━━━ ARTIKEL

Kemendikbud: Ketiadaan Tunjangan bagi Dosen Tubel Bukan Bentuk Pengebirian Hak
JAKARTA, HUMAS MKRI – Dosen PNS (Pegawai Negeri Sipil) yang diberikan Tugas Belajar (tubel) akan diberhentikan dari jabatan fungsionalnya sebagaimana diatur dalam Pasal 94 ayat (1) huruf d PP Manajemen PNS. Karena telah diberhentikan dari jabatan fungsionalnya, maka konsekuensinya PNS yang bersangkutan tidak lagi menjalankan kewajibannya sebagai dosen dan karenanya tidak pula mendapatkan haknya sebagaimana diatur dalam Undang-Undang Nomor 14 Tahun 2005 tentang Guru dan Dosen (UU Guru dan Dosen).
Hal ini disampaikan oleh Inspektur Jenderal Kementerian Pendidikan dan Kebudayaan (Kemendikbud) Chatarina Muliana Girsang yang mewakili Pemerintah dalam sidang uji materiil UU Guru dan Dosen yang digelar pada Senin (6/2/2023) di Ruang Sidang Pleno MK. Sidang ketiga Perkara Nomor 111/PUU-XX/2022 ini beragendakan mendengarkan keterangan DPR dan Presiden/Pemerintah dengan dipimpin oleh Ketua MK Anwar Usman dengan didampingi delapan hakim konstitusi lainnya.
“Akibat hukum yang demikian, bukan merupakan bentuk pengurangan atau pengebirian hak-hak dari PNS Dosen yang menjalankan Tugas Belajar, tetapi merupakan akibat hukum di bidang kepegawaian negara yang berlaku bagi PNS-PNS lainnya yang diberhentikan dari jabatannya. Akibat hukum ini penting untuk dimengerti dan dipahami oleh para PNS Dosen yang akan merencanakan Tugas Belajar. Seyogianya Para Pemohon mengetahui bahwa dengan menjalankan Tugas Belajar, Para Pemohon telah berhenti dari jabatannya sebagai dosen,” jelas Chatarina yang hadir langsung di Ruang Sidang Pleno.
Lebih lanjut, Chatarina mengungkapkan tugas keprofesionalan yang diatur dalam Pasal 51 ayat (1) UU Guru dan Dosen hanya bisa diberikan kepada dosen yang sedang menjalankan jabatan secara aktif. Akibatnya “tugas keprofesionalan” dosen harus dimaknai sebagai tugas yang dijalankan oleh dosen yang aktif menjabat dan menjalankan tugas dalam program studi yang bersangkutan. Seorang dosen haruslah berorientasi pada mahasiswa, rekan sejawat, dan masyarakat luas sebagaimana Tridharma Perguruan Tinggi.

━━━━━━

PETUNJUK DAN KETENTUAN → Teruskan artikel tentang ketiadaan tunjangan bagi dosen tugas belajar, dimulai setelah kalimat terakhirnya. Item di bawah ini merupakan bahan terpisah yang tidak berkaitan dengan artikel.

━━━ KUMPULAN DATA

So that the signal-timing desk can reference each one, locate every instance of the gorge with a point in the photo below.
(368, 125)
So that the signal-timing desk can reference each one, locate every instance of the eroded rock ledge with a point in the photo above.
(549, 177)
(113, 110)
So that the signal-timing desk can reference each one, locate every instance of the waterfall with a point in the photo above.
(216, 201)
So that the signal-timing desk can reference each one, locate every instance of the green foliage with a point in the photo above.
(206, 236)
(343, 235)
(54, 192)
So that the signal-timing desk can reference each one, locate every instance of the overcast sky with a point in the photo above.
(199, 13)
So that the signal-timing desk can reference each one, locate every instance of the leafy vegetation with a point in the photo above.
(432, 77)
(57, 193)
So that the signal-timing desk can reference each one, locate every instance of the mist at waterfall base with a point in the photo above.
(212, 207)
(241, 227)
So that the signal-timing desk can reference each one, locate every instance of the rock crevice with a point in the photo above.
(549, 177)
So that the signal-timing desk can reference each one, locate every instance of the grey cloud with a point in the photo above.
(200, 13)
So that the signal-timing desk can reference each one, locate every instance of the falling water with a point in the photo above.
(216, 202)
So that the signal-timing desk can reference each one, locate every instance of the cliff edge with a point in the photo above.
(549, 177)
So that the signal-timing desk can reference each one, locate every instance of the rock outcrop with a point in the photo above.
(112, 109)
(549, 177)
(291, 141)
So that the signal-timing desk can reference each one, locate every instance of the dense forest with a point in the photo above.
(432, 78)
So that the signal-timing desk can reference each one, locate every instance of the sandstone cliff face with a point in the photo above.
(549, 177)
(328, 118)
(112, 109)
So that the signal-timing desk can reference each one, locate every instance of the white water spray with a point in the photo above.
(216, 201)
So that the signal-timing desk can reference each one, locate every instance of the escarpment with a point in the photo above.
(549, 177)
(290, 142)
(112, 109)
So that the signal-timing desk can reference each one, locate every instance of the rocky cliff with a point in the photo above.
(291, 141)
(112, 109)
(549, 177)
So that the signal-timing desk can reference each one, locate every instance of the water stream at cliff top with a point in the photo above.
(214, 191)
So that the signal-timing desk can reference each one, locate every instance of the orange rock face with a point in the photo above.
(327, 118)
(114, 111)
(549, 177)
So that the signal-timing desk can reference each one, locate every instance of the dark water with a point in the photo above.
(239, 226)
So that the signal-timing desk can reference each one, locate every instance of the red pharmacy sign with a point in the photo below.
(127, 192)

━━━━━━

CONTOH PENYELESAIAN →
Chatarina menambahkan tubel bagi seorang dosen merupakan salah satu aktivitas pengembangan kompetensi dalam bentuk pendidikan formal yang diberikan kepada seorang PNS Dosen. Sehingga di dalamnya termuat pula akibat hukum yang juga berlaku bagi PNS Dosen, yakni dibebastugaskan/diberhentikan dari jabatan fungsionalnya. Dengan arti kata, ketika PNS Dosen sedang melaksanakan tugas belajar, maka ia tidak sedang menyandang jabatan fungsionalnya. Untuk dapat kembali menjabat sebagai dosen, sambung Chatarina, maka PNS yang bersangkutan harus kembali diangkat sebagai dosen oleh Pejabat Pembina Kepegawaian (PPK) sebagaimana diatur dalam ketentuan Pasal 94 ayat (2) PP Manajemen PNS. Namun dalam hal ini terdapat juga pengecualian jika seorang PNS Dosen yang sedang menjalankan tubel tersebut tetap menjalankan tugas-tugasnya.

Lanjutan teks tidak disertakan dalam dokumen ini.